In response to,

http://blog.obishawn.com/2008/06/why-you-should-have-100-code-test.html

“Why would you trust your programming language/framework/environment [to write a simple get/set operation]?  Programming languages are software and thus can contain bugs too.”

http://www.ytechie.com/2008/06/unit-tests-are-for-functionality-not-code.html

“I’m not sure why anyone would say that you shouldn’t be testing your properties. Don’t you want to make sure they work?”

  1. “Come up with a rough design in your head
  2. Write unit tests to test a required piece of functionality
  3. Write the code to provide that functionality
  4. Verify that the unit tests pass, fix the code as necessary
  5. Refactor as necessary
  6. Run a code coverage tool, and get as close to 100% as possible using one of the methods I mentioned previously.
  7. Go to #2 and repeat as necessary”

• **What you have to do**
Reproduce the passage on unit testing and code coverage in full, word for word.

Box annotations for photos
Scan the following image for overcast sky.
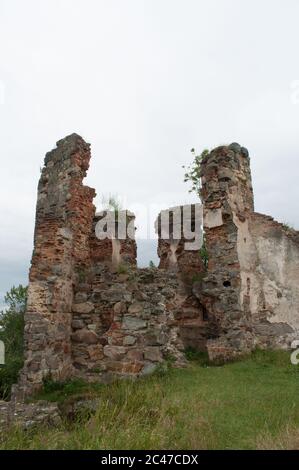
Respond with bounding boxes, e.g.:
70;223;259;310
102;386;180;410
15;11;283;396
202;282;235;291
0;0;299;304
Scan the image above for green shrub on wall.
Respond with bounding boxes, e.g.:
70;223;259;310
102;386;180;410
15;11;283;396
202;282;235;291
0;285;27;399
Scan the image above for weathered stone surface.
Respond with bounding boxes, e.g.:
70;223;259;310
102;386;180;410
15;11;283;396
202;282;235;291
73;302;94;313
123;315;147;331
12;134;299;414
72;329;99;344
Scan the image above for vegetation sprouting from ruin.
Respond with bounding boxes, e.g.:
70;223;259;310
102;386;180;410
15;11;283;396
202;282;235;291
0;285;27;399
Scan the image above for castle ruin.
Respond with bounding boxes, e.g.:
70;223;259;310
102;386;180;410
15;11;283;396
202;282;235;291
14;134;299;397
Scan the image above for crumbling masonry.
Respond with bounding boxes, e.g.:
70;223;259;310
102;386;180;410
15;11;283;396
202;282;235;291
14;134;299;397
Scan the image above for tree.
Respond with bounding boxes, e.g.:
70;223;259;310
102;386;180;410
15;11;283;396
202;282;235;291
0;285;27;399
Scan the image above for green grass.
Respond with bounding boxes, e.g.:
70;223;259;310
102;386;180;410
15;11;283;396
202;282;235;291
0;351;299;450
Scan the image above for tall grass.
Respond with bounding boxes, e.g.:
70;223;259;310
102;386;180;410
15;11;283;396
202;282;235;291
0;352;299;450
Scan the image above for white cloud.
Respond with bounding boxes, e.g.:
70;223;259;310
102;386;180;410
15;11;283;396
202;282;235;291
0;0;299;290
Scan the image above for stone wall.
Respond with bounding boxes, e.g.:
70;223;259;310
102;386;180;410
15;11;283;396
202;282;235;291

• **Expected output**
In response to,

http://blog.obishawn.com/2008/06/why-you-should-have-100-code-test.html

“Why would you trust your programming language/framework/environment [to write a simple get/set operation]?  Programming languages are software and thus can contain bugs too.”

http://www.ytechie.com/2008/06/unit-tests-are-for-functionality-not-code.html

“I’m not sure why anyone would say that you shouldn’t be testing your properties. Don’t you want to make sure they work?”

  1. “Come up with a rough design in your head
  2. Write unit tests to test a required piece of functionality
  3. Write the code to provide that functionality
  4. Verify that the unit tests pass, fix the code as necessary
  5. Refactor as necessary
  6. Run a code coverage tool, and get as close to 100% as possible using one of the methods I mentioned previously.
  7. Go to #2 and repeat as necessary”